**Selected text**
--- --- ---
Arithmetic with base 256 number system

Question

I am working on a project right now where I need to perform calculations for numbers with base 256. I am reading bytes of a file and storing it in an array of uint8_t (a.k.a unsigned char or BYTE). The largest supported number data type doesn't satisfy the needs of my project. So the array of bytes is acting like a custom length/size data type (BigInt).

I now need to perform arithmetic on it like: -1, /2, %2.

For example this is how addition looks like to demonstrate how my numbers should work:

9   + 1 = (10)
99  + 1 = (100)
255 + 1 = (1)+(0)<<8
255 + 2 = (1)+(1)<<8

Note: First one's is 10 as in 10 is occupying 1 digit whereas the third one is 1 0 as in it's occupying 2 digits. Also I cant convert them to integers because I have to deal with huge numbers.

I am racking my brain trying to think of ways to implement this in C but to no avail.

My code so far:

#include<stdio.h>
#include<string.h>
#include<stdint.h>
#include<stdlib.h>

typedef uint8_t BYTE;
BYTE buffer[1000000000];

void n(){
    printf("\n");
}

int main()
--- --- ---
**Available data**
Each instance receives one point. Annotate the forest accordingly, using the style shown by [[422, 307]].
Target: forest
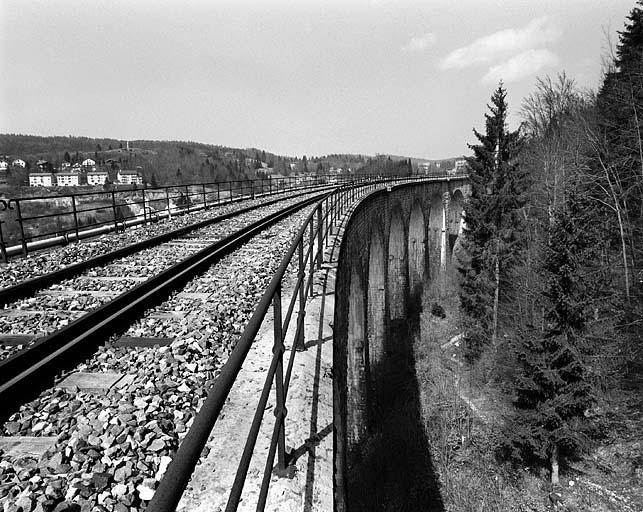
[[550, 283]]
--- --- ---
**Goal**
Which passage of the base-256 arithmetic question runs from "255 + 1 = (1)+(0)<<8" down to "with huge numbers."? Extract all of it word for word. You can set the lines aside.

**Final result**
255 + 1 = (1)+(0)<<8
255 + 2 = (1)+(1)<<8

Note: First one's is 10 as in 10 is occupying 1 digit whereas the third one is 1 0 as in it's occupying 2 digits. Also I cant convert them to integers because I have to deal with huge numbers.